▽

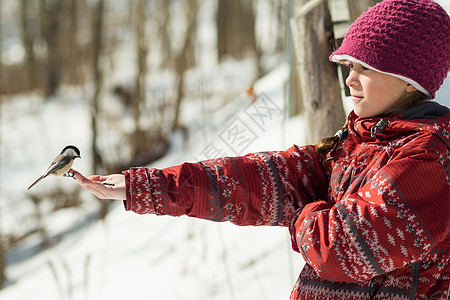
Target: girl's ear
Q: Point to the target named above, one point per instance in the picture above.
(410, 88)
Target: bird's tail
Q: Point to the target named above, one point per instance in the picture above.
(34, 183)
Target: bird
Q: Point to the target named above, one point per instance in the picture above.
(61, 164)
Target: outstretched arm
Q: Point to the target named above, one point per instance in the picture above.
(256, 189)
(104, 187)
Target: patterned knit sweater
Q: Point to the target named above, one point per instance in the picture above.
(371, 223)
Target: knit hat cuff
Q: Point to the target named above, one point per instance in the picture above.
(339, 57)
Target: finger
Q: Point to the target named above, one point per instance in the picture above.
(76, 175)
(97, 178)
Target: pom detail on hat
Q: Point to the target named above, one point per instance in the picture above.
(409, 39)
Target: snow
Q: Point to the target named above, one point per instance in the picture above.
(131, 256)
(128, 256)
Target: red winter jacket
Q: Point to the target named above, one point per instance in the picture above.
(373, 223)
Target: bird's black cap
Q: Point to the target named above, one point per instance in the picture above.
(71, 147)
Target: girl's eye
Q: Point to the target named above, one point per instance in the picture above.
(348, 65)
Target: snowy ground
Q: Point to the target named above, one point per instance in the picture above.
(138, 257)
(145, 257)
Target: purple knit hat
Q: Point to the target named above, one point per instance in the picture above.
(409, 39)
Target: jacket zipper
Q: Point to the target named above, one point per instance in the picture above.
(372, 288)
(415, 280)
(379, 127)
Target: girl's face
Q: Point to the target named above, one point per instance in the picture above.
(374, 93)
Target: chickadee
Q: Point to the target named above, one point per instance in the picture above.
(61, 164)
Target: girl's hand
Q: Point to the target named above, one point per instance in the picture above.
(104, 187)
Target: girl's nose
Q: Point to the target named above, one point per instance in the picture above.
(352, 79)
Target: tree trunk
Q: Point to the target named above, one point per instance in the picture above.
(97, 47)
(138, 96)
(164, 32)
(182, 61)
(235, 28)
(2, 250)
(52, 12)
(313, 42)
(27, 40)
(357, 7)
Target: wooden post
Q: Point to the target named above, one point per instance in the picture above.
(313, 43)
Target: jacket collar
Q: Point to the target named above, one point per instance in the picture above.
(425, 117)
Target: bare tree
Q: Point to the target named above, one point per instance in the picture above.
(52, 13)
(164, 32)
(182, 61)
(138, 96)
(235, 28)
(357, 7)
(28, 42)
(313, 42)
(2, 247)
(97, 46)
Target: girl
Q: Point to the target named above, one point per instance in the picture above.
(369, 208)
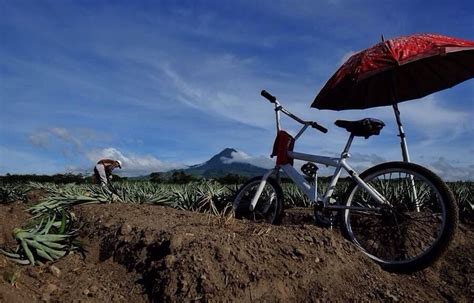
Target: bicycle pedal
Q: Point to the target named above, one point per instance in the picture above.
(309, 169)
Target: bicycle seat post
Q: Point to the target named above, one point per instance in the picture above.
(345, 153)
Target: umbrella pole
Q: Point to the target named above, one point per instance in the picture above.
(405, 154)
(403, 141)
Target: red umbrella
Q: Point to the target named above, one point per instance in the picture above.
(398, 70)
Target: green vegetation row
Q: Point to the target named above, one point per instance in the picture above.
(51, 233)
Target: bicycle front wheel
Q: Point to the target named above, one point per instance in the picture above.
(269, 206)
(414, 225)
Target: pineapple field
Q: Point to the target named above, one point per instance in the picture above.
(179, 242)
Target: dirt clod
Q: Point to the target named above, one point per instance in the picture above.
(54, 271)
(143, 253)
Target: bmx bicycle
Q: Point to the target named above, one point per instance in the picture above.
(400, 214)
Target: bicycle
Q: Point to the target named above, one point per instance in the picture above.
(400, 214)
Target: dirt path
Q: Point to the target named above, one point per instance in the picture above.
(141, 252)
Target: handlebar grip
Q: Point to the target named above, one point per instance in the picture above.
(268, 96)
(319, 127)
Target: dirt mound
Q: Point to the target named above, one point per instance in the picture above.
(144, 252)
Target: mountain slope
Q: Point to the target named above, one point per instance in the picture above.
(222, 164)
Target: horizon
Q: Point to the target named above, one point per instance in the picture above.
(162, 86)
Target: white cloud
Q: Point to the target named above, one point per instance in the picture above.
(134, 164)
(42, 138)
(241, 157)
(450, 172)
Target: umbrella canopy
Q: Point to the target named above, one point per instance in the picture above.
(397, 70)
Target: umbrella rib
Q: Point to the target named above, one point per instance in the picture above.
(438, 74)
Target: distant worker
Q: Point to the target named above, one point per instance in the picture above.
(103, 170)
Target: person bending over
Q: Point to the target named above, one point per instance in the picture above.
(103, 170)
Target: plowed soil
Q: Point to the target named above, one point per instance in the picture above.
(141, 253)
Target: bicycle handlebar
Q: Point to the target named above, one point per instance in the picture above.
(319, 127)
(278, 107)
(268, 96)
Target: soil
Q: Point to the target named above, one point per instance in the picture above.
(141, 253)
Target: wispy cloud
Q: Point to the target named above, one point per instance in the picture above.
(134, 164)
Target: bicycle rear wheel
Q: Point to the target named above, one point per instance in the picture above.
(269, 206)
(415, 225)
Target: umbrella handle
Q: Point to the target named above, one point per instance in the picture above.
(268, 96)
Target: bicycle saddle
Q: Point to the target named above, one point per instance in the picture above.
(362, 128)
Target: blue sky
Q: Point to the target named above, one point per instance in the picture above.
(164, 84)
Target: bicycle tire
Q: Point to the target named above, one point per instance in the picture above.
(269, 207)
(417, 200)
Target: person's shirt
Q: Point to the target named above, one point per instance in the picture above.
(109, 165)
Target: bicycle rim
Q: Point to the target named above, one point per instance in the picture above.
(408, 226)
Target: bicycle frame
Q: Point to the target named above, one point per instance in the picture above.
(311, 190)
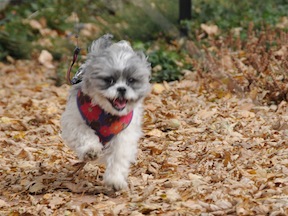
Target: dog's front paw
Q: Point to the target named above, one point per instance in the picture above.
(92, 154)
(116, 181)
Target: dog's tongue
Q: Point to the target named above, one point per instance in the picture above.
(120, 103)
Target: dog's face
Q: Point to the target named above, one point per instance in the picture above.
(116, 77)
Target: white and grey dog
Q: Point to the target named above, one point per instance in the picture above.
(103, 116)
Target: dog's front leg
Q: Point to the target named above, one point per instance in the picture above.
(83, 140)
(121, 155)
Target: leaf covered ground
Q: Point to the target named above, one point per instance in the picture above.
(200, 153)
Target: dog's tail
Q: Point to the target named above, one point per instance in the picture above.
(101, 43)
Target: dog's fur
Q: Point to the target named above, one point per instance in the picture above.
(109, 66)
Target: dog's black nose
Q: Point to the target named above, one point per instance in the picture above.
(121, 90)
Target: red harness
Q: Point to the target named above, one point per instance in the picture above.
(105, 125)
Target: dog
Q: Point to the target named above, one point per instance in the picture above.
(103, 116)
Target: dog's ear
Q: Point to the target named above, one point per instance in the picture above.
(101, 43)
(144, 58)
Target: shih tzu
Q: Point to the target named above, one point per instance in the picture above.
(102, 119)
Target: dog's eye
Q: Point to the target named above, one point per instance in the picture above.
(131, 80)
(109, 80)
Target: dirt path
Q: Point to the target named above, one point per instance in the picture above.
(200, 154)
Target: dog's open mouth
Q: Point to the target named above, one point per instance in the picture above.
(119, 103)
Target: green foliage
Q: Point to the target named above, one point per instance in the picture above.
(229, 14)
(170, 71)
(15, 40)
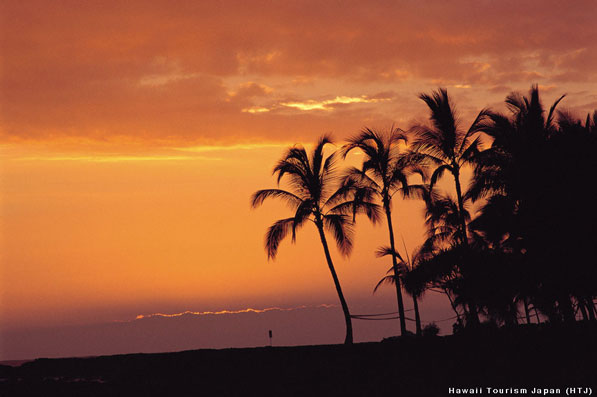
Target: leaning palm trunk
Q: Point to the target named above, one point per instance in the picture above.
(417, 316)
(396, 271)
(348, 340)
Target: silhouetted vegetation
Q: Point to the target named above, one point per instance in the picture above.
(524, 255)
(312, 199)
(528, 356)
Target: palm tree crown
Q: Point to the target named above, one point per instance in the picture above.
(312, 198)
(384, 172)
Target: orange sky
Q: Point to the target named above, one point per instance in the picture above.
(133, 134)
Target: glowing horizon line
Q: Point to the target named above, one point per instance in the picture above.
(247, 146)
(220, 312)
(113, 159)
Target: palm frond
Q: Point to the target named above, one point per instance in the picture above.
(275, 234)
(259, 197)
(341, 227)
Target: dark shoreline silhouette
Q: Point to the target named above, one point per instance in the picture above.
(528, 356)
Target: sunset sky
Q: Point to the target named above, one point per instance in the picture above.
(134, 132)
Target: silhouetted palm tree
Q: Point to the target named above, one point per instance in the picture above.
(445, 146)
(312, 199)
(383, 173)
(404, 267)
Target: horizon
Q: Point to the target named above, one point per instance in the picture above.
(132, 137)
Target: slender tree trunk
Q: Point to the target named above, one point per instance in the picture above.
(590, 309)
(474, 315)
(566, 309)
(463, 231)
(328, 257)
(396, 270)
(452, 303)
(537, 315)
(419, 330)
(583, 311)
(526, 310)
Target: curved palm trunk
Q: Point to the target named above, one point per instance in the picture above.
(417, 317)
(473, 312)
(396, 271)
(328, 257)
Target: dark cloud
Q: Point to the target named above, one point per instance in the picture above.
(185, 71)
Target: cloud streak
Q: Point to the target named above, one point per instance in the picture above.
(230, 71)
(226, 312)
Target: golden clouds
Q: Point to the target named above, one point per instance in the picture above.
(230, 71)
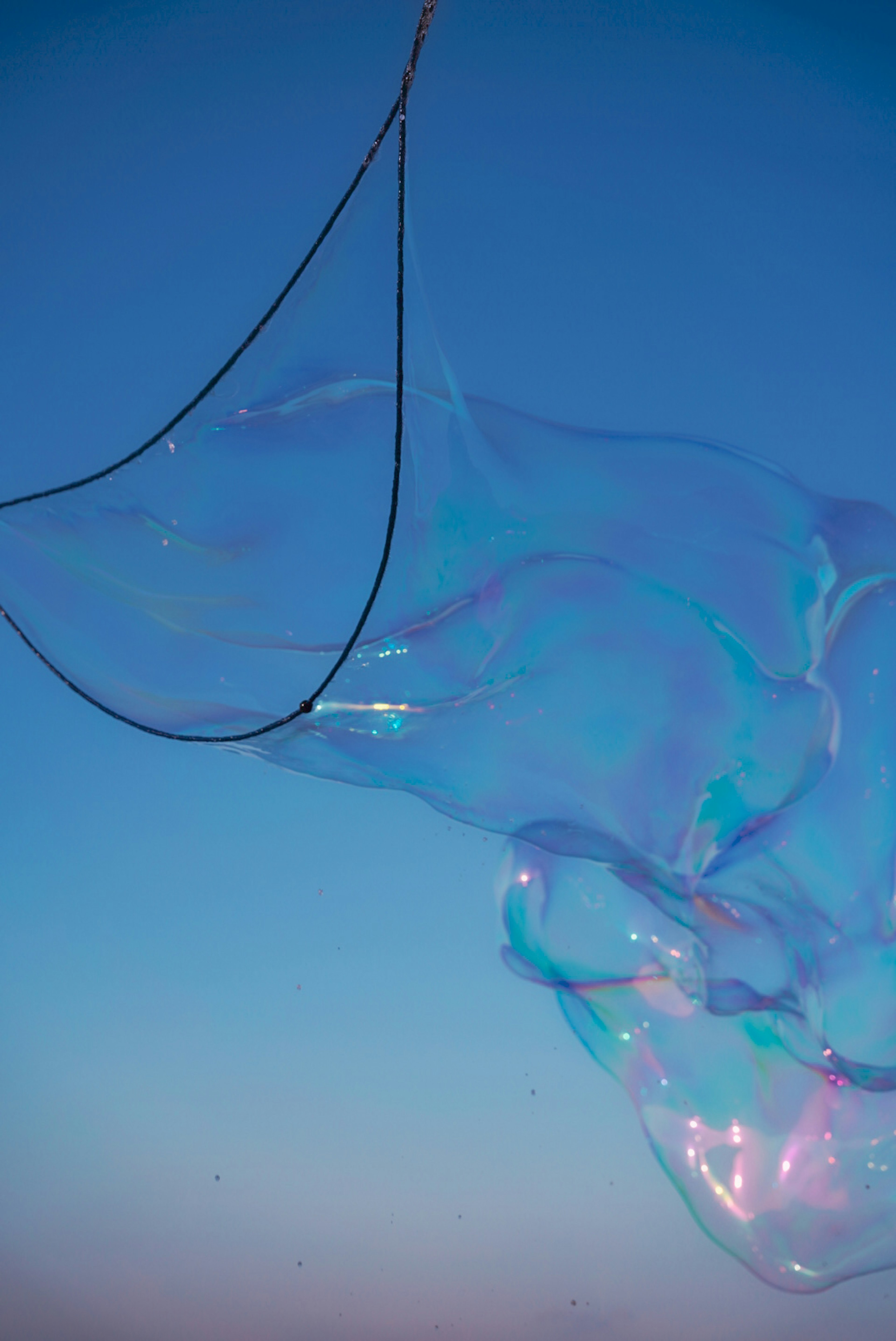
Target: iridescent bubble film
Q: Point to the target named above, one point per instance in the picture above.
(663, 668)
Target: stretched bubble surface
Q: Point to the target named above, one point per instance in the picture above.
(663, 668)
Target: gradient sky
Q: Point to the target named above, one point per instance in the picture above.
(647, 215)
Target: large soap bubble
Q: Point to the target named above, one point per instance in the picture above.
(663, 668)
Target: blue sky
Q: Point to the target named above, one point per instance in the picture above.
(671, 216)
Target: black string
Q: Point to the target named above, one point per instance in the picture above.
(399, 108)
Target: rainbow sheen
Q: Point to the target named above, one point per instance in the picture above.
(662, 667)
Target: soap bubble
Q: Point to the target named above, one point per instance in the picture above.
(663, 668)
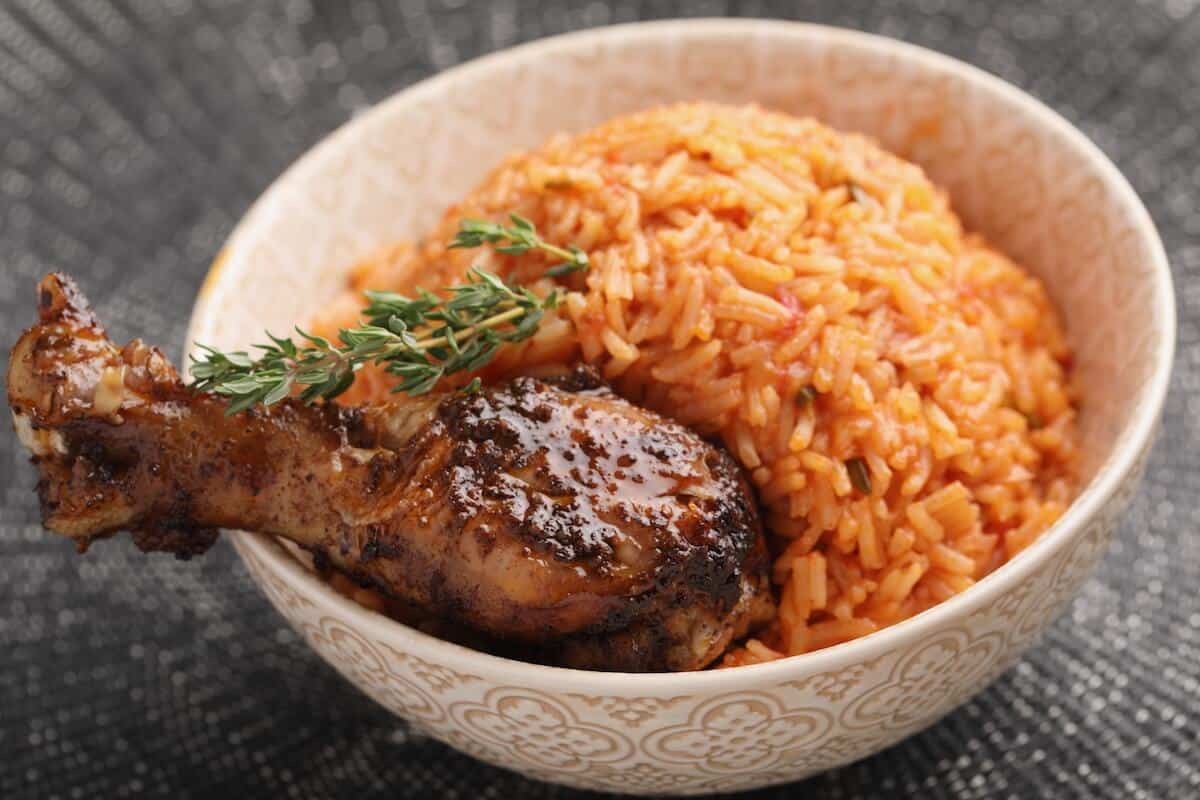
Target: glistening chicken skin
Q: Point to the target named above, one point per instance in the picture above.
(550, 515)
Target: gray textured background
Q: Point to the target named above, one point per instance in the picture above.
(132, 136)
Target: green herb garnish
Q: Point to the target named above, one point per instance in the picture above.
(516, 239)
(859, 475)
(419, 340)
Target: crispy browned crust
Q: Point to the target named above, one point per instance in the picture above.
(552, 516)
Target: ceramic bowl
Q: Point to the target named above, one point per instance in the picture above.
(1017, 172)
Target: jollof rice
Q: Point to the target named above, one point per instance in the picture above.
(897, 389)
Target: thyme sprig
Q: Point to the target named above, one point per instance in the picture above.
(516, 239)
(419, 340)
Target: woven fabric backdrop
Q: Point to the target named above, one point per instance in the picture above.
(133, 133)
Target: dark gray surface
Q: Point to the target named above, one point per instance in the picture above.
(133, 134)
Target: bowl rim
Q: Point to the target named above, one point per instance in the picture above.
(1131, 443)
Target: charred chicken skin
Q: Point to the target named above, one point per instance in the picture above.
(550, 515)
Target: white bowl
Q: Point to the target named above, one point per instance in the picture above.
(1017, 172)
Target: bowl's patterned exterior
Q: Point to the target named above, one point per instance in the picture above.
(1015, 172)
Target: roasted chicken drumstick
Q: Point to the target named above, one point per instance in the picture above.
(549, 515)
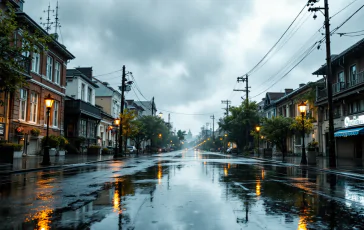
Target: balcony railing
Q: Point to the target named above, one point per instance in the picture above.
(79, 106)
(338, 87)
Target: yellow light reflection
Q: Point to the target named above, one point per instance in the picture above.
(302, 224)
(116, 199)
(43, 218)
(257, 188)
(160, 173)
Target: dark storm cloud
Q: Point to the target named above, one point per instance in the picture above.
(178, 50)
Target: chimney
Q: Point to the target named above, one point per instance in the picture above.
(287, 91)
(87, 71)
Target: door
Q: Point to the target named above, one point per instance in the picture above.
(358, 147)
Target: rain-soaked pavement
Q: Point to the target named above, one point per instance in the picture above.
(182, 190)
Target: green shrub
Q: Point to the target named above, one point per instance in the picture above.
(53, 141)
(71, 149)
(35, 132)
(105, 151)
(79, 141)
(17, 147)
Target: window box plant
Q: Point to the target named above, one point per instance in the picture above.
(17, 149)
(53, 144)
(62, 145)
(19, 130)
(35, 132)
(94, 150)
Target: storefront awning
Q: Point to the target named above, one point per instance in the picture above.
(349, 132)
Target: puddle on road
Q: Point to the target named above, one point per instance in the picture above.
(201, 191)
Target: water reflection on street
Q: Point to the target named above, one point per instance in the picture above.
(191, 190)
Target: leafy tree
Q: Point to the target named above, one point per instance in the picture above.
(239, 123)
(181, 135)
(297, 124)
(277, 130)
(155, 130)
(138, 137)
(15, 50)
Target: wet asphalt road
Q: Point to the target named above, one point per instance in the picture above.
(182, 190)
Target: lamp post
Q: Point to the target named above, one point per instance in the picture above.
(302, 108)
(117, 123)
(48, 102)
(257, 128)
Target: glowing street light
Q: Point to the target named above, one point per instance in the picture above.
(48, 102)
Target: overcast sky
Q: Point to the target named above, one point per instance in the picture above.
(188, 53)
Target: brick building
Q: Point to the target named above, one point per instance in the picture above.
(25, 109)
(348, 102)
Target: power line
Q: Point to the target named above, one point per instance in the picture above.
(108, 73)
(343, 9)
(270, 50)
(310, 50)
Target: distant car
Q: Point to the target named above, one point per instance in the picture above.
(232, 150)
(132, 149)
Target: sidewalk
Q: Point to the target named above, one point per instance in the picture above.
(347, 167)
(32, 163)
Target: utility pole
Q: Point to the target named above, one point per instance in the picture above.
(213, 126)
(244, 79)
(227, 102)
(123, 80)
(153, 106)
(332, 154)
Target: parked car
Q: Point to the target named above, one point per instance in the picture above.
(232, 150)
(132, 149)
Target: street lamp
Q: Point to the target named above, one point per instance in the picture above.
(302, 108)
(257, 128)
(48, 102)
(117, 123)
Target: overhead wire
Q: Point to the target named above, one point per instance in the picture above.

△

▶ **What to produce**
Output the line that contains "Target: overcast sky", followed by every later line in the listing, with no line omitted and none added.

▶ **Solution to the problem**
Target: overcast sky
Q: Point to the target named above, one point per instance in the picture above.
(188, 53)
Target: brick building
Q: Point to the target named above, one point per instance in the picture above.
(25, 109)
(348, 102)
Target: power line
Q: Point to the target named above, one point per instance in the picture above.
(108, 73)
(343, 9)
(270, 50)
(310, 50)
Target: distant car
Q: Point to the target named above, one point per instance in the picture above.
(232, 150)
(132, 149)
Target: sidewalk
Q: Point to the target named above, one point per instance in the picture above.
(347, 167)
(32, 163)
Target: utility pole
Q: Point to the target named above, one point per instance in the picture above.
(213, 126)
(244, 79)
(227, 102)
(123, 80)
(153, 106)
(332, 154)
Target: parked car
Q: Point to the target named above, one point per instance in the picture above.
(232, 150)
(132, 149)
Target: street lamp
Q: Point to the target named above, one point per instance in the picture above.
(302, 108)
(257, 128)
(48, 102)
(117, 123)
Target: overhead wire
Q: Point to the target named above, one point per instance in the picture above.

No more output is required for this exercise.